■ Set exercise 1: Copy the entries below word for word, everything from the line that contains "Target: peacock feather" down to the line that contains "79,125 -> 200,191", with both of those lines included. Leave the pictures out of your copy.

■ Passage to read:
--
Galaxy’s Most Wanted was certainly a divisive box. It brought a lot of great content to Marvel Champions as a whole, but it’s undeniable that much of it was poorly balanced, especially at lower player counts.
You can find a video version of this article on my YouTube Channel.
It never feels great to have entire scenarios remain tucked away in a box never to be used. So I’m going to propose some relatively simple fixes for the Infiltrate the Museum, Nebula, and Ronan scenarios.
If you haven’t already read my original piece on Fixing The Imbalance in Marvel Champions, I highly recommend doing so as my suggested fixes take root in the foundation I laid out in it. But I’ll recap a few points here.
- Most of the game’s imbalance usually stems from a mismatched action economy.
- The fixes I suggest try to remain on the simple side without requiring anyone to print out custom content.
- I do all my testing with the ally deckbuilding restriction I propose in Fixing the Imbalance. This means I limit non-signature allies to 3 per deck, or 5 if I’m playing Leadership.
- I primarily play the game at 1 or 2 players.
- Video games get patched. It’s not as simple with board games, so homebrewing should never be shunned or shamed as taboo. Fun is the goal after all.
Additionally, while attempting to fix Galaxy’s Most Wanted, most of my testing was done while playing expert.
Nearly all of my fixes aim to lower the difficulty of these scenarios, but I want to note that lowering the overall game’s difficulty is never my goal. My deckbuilding restriction increases it, for example. These scenarios aren’t just difficult, however. They are fundamentally broken in some way, and I will explain the how and why as I go.
The Problem with Infilitrate The Museum
Funny enough, I don’t think that the Infiltrate the Museum is particularly difficult. It is, however, swingy, frustrating, and punishes all but a single playstyle so significantly that it’s a struggle to enjoy. Especially at low player counts.
--
■ Provided data:

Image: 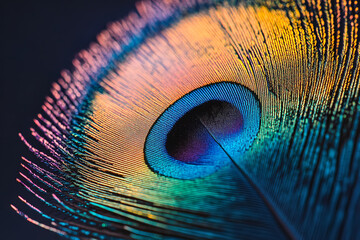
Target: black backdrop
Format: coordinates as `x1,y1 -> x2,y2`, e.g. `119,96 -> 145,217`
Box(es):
0,0 -> 134,240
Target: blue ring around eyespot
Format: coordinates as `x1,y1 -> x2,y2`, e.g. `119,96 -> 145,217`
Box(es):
144,82 -> 261,179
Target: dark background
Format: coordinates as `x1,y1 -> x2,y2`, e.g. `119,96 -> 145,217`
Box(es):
0,0 -> 134,240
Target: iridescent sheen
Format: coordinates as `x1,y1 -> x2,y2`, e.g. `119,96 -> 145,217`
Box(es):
12,0 -> 360,239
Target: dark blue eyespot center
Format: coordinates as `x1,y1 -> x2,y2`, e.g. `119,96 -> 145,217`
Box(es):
165,100 -> 243,164
144,82 -> 261,179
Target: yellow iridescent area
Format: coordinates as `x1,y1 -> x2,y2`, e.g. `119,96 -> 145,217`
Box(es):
65,1 -> 359,236
13,0 -> 360,240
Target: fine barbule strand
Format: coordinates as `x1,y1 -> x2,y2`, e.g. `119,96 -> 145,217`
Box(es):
12,0 -> 360,239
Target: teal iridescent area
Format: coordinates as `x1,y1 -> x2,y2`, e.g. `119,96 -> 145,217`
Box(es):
144,82 -> 261,179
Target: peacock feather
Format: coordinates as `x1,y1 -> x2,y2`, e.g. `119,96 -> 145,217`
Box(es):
12,0 -> 360,239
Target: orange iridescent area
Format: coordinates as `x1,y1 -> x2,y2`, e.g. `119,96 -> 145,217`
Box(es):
14,0 -> 360,239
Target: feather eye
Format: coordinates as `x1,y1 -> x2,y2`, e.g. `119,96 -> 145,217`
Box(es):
12,0 -> 360,239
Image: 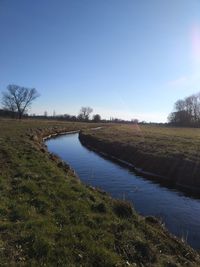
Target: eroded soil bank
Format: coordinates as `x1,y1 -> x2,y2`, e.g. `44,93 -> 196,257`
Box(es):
0,120 -> 200,267
79,126 -> 200,194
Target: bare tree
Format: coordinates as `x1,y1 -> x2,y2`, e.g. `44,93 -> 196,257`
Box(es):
2,84 -> 39,119
78,107 -> 93,121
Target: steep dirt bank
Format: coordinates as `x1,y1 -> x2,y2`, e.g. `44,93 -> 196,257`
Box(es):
0,120 -> 200,267
79,131 -> 200,193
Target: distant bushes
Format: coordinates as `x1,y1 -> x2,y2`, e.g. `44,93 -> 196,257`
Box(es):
168,93 -> 200,127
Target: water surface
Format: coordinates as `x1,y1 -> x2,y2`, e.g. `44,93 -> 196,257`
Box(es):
46,133 -> 200,249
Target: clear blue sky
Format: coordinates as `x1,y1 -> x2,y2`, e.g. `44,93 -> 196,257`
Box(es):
0,0 -> 200,121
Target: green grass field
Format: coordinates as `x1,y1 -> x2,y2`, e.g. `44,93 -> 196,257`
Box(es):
0,120 -> 200,267
79,125 -> 200,191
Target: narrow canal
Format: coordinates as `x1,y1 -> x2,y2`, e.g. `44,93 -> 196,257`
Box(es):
45,133 -> 200,250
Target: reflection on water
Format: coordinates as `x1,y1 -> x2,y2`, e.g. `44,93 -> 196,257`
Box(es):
46,134 -> 200,249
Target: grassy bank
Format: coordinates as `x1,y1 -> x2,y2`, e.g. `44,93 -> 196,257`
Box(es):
0,120 -> 200,267
81,125 -> 200,192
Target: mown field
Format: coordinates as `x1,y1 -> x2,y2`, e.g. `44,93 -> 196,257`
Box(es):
0,120 -> 200,267
79,125 -> 200,192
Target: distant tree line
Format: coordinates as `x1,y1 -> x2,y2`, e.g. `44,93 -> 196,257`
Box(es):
168,93 -> 200,127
--
■ Set exercise 2:
Answer these questions about the Marvel Champions article, one answer per line:
(a) How many non-signature allies per deck does the writer allow, and how many when playing Leadership?
(b) At which player counts does the writer mainly play the game?
(c) At what difficulty was most of the testing for Galaxy's Most Wanted done?

■ Worked answer 1:
Target: peacock feather
Format: coordinates as `x1,y1 -> x2,y2`, e.g. `119,96 -> 145,217`
Box(es):
12,0 -> 360,239
Target: orange iridescent area
Format: coordinates as `x1,y1 -> x2,y2`, e.g. `119,96 -> 145,217`
Box(es):
14,0 -> 360,239
Target: feather eye
Format: coordinates as `x1,y1 -> x2,y2`, e.g. `119,96 -> 145,217`
Box(es):
12,0 -> 360,239
Image: 
Target: eroded soil bank
Format: coordinates as `x1,y1 -> x2,y2`, e.g. `44,93 -> 196,257`
Box(es):
0,120 -> 200,267
79,126 -> 200,194
Target: bare tree
Format: coordinates as `x1,y1 -> x2,y2`, e.g. `44,93 -> 196,257`
Box(es):
2,84 -> 39,119
78,107 -> 93,121
Target: steep dirt bank
Format: coordinates as `x1,y1 -> x2,y2`, e.g. `44,93 -> 196,257`
Box(es):
0,120 -> 200,267
79,131 -> 200,193
Target: distant bushes
Format: coordinates as `x1,y1 -> x2,y2`, e.g. `44,93 -> 196,257`
Box(es):
168,93 -> 200,127
Target: water surface
Format: coordinates as `x1,y1 -> x2,y2`, e.g. `44,93 -> 196,257`
Box(es):
46,133 -> 200,249
Target: clear blue sky
Format: coordinates as `x1,y1 -> x2,y2`, e.g. `44,93 -> 196,257`
Box(es):
0,0 -> 200,121
Target: green grass field
Format: coordinates as `x1,y1 -> x2,y2`, e.g. `44,93 -> 196,257`
Box(es):
0,120 -> 200,267
79,125 -> 200,191

■ Worked answer 2:
(a) 3 per deck, or 5 with Leadership.
(b) 1 or 2 players.
(c) Expert.